%%
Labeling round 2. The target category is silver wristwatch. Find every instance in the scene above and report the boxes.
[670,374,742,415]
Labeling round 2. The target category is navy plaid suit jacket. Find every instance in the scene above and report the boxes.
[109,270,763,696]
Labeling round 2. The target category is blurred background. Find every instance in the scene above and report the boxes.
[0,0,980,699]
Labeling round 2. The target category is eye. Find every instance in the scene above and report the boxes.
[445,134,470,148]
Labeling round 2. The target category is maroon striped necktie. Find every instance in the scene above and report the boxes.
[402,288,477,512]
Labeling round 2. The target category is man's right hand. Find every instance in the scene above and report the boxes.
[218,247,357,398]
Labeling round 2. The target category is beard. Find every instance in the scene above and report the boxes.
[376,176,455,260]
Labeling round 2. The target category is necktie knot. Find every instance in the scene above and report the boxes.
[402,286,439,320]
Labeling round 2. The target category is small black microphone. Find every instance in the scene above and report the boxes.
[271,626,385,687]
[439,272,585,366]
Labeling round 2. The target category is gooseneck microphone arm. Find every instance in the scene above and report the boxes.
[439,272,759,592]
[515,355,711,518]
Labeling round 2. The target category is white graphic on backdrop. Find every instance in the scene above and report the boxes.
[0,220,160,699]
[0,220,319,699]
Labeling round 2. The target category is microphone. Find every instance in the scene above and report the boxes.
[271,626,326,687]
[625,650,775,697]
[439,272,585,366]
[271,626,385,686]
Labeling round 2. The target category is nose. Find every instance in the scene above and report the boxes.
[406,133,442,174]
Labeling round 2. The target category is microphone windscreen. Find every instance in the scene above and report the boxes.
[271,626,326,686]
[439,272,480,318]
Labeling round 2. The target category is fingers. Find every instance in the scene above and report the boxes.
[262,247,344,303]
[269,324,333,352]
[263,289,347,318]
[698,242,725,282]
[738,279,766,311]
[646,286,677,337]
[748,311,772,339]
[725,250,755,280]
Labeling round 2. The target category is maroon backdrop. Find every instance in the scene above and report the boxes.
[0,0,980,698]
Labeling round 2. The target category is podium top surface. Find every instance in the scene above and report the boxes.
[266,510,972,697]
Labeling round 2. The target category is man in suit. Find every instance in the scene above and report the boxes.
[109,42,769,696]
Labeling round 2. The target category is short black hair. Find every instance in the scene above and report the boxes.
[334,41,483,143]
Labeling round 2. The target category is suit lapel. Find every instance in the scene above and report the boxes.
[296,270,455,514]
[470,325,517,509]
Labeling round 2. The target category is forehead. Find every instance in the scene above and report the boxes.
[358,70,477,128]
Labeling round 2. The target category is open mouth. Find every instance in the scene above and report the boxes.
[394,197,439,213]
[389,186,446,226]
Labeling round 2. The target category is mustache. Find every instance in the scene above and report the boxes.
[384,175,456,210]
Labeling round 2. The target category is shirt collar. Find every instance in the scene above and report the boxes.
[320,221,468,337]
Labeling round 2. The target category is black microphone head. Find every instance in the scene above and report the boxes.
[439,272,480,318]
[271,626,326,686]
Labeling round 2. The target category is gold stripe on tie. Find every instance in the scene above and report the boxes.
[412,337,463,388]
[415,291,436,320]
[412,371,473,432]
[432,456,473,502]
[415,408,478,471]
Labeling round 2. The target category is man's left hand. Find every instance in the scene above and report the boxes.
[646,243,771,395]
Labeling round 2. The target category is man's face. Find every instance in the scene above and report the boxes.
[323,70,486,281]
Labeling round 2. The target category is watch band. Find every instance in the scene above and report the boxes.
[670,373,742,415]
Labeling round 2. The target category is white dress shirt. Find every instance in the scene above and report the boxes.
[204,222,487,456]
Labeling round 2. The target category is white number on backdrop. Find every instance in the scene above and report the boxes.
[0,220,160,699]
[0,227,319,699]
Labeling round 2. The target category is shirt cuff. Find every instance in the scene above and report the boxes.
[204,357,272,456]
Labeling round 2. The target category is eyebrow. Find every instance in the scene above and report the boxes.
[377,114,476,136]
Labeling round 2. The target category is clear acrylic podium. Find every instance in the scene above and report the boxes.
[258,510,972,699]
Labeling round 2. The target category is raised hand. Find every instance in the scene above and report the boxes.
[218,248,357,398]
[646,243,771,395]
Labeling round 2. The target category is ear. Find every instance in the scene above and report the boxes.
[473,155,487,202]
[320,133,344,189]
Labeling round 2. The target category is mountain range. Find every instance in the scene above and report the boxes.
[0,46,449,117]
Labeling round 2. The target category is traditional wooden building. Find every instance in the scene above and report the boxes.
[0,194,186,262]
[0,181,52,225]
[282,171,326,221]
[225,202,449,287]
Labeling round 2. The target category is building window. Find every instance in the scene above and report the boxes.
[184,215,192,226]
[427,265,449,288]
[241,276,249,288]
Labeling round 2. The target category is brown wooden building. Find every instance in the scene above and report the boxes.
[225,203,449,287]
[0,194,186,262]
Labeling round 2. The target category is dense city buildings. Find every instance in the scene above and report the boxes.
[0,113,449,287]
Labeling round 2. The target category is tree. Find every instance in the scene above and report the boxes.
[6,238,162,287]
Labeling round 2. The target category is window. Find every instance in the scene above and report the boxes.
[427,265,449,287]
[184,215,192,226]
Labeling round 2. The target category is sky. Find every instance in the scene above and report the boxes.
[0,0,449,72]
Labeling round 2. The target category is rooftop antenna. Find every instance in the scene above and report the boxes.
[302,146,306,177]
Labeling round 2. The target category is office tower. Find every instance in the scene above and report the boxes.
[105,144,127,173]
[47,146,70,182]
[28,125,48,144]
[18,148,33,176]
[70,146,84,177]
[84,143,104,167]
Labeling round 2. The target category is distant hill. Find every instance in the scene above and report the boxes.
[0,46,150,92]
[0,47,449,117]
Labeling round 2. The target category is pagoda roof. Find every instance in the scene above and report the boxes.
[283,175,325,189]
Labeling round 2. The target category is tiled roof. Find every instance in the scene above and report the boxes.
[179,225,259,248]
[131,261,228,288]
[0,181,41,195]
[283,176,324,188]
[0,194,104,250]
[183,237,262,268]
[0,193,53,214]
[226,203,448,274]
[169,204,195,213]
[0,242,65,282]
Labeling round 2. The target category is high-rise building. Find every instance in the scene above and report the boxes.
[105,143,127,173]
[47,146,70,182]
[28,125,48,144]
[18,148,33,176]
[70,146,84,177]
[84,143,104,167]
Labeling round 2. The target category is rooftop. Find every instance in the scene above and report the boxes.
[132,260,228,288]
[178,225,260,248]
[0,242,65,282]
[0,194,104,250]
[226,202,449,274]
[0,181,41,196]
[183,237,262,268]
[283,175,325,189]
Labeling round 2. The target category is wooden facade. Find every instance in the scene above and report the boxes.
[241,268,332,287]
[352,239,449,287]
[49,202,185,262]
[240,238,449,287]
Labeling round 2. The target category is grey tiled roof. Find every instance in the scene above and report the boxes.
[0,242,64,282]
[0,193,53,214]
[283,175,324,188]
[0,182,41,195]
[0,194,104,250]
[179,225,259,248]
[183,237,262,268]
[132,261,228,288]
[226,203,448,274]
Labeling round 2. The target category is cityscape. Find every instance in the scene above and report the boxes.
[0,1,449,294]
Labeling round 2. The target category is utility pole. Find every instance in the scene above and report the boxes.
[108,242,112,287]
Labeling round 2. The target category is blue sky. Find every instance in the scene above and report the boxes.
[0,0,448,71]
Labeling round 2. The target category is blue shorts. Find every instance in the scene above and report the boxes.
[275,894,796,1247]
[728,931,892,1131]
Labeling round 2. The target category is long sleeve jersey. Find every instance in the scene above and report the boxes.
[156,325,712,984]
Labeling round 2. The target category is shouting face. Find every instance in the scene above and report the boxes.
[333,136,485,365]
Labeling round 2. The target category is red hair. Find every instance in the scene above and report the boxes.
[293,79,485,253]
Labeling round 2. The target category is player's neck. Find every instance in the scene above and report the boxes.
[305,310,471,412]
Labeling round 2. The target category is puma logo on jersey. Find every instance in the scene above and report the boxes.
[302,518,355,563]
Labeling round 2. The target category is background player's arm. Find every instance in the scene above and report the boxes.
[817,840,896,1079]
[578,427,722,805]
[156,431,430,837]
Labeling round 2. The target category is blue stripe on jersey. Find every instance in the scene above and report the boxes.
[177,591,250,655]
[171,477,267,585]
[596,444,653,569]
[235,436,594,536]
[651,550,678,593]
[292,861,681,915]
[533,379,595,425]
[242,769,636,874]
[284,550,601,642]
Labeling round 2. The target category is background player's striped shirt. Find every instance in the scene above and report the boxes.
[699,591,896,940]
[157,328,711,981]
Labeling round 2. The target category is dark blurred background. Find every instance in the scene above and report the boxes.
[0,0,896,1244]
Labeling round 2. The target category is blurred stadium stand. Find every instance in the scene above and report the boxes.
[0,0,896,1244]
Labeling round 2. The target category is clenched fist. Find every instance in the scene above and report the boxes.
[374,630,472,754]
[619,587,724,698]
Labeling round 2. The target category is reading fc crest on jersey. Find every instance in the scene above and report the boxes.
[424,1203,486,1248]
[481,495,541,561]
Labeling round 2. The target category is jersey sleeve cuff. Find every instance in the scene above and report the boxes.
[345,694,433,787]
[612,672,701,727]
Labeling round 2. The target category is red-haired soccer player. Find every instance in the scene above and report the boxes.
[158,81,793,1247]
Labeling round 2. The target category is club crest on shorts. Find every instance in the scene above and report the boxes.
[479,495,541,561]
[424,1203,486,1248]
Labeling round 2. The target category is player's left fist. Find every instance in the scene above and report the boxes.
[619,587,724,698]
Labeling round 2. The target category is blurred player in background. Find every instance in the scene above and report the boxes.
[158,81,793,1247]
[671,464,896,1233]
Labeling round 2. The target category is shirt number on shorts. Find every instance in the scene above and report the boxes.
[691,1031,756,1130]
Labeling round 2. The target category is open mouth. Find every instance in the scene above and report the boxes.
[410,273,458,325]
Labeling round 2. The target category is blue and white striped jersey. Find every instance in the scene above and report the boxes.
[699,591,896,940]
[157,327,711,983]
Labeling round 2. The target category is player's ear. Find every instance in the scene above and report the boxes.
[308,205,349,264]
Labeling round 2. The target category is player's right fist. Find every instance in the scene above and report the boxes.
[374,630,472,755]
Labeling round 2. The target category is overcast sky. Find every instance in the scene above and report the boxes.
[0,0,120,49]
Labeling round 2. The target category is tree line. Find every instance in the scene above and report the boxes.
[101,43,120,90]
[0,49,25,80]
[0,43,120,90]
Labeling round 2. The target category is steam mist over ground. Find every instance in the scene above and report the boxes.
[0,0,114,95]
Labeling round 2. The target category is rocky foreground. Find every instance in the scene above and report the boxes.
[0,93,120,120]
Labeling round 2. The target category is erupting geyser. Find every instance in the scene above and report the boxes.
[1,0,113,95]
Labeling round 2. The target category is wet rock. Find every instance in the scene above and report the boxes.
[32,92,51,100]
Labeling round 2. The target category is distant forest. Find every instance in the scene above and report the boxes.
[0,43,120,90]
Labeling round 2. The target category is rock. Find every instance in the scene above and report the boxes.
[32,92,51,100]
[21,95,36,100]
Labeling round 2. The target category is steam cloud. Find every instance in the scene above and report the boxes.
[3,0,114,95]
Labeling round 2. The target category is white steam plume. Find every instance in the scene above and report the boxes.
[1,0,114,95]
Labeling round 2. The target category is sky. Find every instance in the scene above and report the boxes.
%%
◆ DIRECTION ◆
Reproduce part of the listing above word for word: begin at the line that has "Labeling round 2. The target category is suit", and stop after the line that has "[358,70,477,128]".

◆ FULL ANSWER ◆
Labeling round 2. The target category is suit lapel. Find every instance in the scene above and report the boxes.
[296,270,455,514]
[470,325,517,509]
Labeling round 2. The target category is forehead. Find every instance in the scene above and report the boxes.
[358,70,477,128]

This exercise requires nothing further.